[Stated exercise]: Copy the material below line for line, exactly as it stands.

[Material provided]:
* start *
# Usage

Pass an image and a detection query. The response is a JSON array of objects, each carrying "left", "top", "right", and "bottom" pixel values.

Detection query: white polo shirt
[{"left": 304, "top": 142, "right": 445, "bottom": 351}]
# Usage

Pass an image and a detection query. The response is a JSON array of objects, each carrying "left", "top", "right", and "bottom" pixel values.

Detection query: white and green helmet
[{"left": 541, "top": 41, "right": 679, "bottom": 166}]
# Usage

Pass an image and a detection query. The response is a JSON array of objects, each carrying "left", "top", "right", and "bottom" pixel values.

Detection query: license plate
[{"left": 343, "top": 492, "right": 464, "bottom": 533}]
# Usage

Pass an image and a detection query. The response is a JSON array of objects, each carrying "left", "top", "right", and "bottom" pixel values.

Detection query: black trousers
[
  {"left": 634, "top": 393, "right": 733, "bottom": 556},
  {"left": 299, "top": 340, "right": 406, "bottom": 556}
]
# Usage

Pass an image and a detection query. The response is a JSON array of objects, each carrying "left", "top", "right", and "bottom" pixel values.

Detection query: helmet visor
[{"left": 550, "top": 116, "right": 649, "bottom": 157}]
* end *
[Correct result]:
# Usage

Pass an image and a detection query. The response is a JSON array of objects, each carrying "left", "top", "right", and "bottom" pixel values.

Detection query: white polo shirt
[{"left": 304, "top": 142, "right": 445, "bottom": 351}]
# Usage

Pass an image and a detection query. The response is a JSON array of objects, each carrying "left", "top", "right", and "bottom" pixel values.

Detection query: white and green helmet
[{"left": 541, "top": 41, "right": 679, "bottom": 166}]
# Usage

Pass an image and a detection query. The response is a JSON array of objects, each carrying "left", "top", "right", and "bottom" pixel values.

Detection query: license plate
[{"left": 343, "top": 492, "right": 464, "bottom": 533}]
# Usage

Pass an image and a detection query. The response is a JSON array of objects, each carrying "left", "top", "right", and "bottom" pixel values.

Detection query: black trousers
[
  {"left": 634, "top": 393, "right": 733, "bottom": 556},
  {"left": 299, "top": 340, "right": 406, "bottom": 556}
]
# Usage

Pass an image and a detection query. The response is a JSON array of objects, each carrying "left", "top", "right", and "bottom" pixel values.

Detection query: helmet visor
[{"left": 550, "top": 116, "right": 649, "bottom": 157}]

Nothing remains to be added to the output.